### INSTRUCTION
How many lines in the material below contain the string "Action", matching case exactly? Reply with the number alone.

• • • •

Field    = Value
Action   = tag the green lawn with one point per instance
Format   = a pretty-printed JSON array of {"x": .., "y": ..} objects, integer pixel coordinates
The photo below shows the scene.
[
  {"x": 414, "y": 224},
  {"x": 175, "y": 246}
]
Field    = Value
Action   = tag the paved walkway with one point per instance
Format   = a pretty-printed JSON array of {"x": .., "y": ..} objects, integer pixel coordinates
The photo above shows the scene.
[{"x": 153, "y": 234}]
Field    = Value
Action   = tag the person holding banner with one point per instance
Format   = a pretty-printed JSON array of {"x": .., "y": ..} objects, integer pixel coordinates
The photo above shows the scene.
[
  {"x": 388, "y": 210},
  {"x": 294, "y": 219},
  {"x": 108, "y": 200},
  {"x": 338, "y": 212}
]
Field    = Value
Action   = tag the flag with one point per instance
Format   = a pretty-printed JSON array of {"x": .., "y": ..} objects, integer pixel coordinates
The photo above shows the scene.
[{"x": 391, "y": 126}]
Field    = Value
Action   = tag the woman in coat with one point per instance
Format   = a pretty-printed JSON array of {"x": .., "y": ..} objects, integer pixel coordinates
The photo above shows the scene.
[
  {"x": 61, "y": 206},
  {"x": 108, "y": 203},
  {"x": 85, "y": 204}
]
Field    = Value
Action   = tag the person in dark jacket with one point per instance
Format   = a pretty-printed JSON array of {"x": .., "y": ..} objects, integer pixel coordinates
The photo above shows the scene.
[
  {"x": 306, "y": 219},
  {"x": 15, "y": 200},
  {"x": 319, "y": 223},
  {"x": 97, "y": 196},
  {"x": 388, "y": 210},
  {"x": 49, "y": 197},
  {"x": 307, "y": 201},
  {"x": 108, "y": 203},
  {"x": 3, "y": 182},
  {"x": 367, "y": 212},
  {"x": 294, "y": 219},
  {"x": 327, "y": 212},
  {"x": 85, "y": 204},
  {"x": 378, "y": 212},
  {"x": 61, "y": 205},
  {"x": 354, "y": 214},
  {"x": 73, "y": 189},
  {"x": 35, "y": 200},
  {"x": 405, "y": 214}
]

• • • •

### FINISHED TASK
6